WHAT IS REQUIRED: List every year that appears in the letter below about health insurance coverage.

EXERCISE TEXT:
Minneapolis Star Tribune, August 3, 2016, “Readers Write”

I am watching closely how much health insurance companies decide to raise premiums for 2017 (“Blue Cross retreat prompts re-evaluation by insurance competitors,” July 29). Our daughter is one of the 103,000 Minnesotans who will lose their Blue Cross and Blue Shield (BCBS) coverage next year.

My daughter is also one of the patients all insurance companies are trying to avoid. In 2014, she was diagnosed with glioblastoma, a deadly brain cancer. When she was no longer able to continue her job teaching middle school, her insurance through her employer ended and she purchased an individual plan from BCBS.

Before the Affordable Care Act, insurance companies could deny coverage to people with preexisting conditions. Our daughter and others like her would have been left without health insurance. Now BCBS accomplishes the same thing by leaving the whole individual market. For a “nonprofit” insurer, this sounds a lot like what a for-profit corporation might do to increase profits by lopping off an underperforming segment of its operation.

Cancer treatment is expensive. While it took many months, our daughter is back — her personality, her ability to participate in the community and her opportunity to do some traveling before the tumor starts to grow again.

It is important that everyone has access to health care when they need it. There will come a time when we or someone we love will need expensive medical care. If insurance companies are allowed to cover only those they can profit from, we will all suffer.

Richard Blake, Grand Rapids, Minn.

The writer is a member of the Grand Rapids City Council.

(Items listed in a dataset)
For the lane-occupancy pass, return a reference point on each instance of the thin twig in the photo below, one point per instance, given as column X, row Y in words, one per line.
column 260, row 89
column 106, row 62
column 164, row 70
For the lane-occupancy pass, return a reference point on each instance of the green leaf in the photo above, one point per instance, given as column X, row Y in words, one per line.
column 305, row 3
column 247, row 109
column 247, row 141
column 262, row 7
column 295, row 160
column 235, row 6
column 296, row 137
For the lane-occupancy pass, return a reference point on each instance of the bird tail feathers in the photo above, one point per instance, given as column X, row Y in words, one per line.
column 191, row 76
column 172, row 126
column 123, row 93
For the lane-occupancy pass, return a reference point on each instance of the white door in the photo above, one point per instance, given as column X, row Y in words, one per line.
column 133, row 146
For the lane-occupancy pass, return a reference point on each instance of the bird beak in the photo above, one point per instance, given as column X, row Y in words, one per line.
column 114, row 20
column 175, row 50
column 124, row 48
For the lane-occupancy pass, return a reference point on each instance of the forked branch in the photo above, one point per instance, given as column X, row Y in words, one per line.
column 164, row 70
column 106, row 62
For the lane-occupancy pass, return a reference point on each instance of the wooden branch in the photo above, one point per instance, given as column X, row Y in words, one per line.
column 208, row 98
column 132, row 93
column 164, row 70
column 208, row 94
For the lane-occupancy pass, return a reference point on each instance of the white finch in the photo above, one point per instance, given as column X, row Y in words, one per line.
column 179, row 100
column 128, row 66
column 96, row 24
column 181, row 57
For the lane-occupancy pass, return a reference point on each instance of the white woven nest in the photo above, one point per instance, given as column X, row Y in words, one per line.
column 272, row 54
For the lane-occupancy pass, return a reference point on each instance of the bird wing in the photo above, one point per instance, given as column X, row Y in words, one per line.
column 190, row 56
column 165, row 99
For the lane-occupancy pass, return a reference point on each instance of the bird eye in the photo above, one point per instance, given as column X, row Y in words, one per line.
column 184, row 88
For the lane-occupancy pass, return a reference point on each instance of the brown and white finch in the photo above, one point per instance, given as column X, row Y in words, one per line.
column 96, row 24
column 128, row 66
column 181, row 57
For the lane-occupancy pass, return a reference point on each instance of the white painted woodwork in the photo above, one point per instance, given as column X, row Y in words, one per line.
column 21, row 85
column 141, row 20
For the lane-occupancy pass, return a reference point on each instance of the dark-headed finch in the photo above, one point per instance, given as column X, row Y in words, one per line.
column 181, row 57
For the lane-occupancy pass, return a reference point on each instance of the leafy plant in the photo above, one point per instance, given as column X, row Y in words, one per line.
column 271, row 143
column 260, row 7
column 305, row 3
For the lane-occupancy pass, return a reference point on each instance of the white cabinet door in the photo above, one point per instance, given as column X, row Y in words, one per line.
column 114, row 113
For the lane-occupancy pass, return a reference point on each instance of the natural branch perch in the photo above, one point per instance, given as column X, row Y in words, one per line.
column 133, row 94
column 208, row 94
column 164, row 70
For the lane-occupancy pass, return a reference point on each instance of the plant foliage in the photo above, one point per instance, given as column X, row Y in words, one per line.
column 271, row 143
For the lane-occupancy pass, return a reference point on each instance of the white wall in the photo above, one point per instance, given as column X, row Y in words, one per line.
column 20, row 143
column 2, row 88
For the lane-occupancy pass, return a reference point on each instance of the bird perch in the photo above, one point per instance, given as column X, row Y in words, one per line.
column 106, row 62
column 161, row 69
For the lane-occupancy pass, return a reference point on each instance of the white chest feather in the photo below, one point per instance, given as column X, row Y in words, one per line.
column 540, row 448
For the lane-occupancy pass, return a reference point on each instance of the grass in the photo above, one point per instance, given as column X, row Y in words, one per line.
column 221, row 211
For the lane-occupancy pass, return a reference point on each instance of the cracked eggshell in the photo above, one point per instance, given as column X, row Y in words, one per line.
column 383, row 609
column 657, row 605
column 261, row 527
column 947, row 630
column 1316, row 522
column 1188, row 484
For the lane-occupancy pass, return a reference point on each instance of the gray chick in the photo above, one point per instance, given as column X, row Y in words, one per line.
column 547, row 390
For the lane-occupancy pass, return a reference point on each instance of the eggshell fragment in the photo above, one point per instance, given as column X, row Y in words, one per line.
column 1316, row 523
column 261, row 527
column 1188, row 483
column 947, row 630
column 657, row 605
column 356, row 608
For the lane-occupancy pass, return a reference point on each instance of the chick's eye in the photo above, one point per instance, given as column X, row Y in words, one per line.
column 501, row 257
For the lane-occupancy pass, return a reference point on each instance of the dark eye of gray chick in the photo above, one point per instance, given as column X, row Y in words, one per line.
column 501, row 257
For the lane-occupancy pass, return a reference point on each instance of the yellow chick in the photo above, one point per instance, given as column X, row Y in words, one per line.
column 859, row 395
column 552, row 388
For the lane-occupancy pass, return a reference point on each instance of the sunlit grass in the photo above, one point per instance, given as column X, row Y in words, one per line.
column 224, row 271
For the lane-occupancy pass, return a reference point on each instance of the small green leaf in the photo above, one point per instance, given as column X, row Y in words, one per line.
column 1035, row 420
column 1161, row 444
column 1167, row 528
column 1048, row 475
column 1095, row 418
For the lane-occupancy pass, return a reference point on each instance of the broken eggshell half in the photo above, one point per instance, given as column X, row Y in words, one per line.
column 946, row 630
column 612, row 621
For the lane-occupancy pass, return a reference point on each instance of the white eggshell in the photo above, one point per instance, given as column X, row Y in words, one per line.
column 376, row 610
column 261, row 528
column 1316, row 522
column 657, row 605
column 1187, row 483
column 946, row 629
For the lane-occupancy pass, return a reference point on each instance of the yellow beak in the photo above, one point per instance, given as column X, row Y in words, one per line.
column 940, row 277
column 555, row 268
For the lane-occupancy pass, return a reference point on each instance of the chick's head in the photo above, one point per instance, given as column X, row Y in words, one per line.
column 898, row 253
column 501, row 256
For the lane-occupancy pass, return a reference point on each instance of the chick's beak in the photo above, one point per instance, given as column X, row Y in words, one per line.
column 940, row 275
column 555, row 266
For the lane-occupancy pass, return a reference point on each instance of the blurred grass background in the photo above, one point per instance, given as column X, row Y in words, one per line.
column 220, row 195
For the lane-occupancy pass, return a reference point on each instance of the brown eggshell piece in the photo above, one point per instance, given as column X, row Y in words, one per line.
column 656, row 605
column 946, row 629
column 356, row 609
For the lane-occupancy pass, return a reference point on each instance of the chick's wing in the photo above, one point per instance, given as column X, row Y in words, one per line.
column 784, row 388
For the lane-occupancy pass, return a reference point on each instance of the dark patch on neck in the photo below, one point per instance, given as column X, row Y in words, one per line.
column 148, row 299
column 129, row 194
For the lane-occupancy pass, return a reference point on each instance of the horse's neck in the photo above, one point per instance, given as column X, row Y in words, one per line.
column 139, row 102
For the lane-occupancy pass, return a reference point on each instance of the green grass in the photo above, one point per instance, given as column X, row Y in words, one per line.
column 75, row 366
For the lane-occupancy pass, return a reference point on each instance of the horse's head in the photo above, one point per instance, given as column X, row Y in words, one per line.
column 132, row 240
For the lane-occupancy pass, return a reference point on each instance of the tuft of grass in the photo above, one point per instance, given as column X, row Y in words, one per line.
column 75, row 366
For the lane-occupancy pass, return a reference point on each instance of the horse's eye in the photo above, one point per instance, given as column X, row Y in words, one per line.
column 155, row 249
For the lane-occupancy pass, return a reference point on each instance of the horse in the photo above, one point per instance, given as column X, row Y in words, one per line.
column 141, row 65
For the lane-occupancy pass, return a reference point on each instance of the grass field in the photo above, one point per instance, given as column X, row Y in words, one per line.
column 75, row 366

SOLVED EXERCISE: 2016, 2017, 2014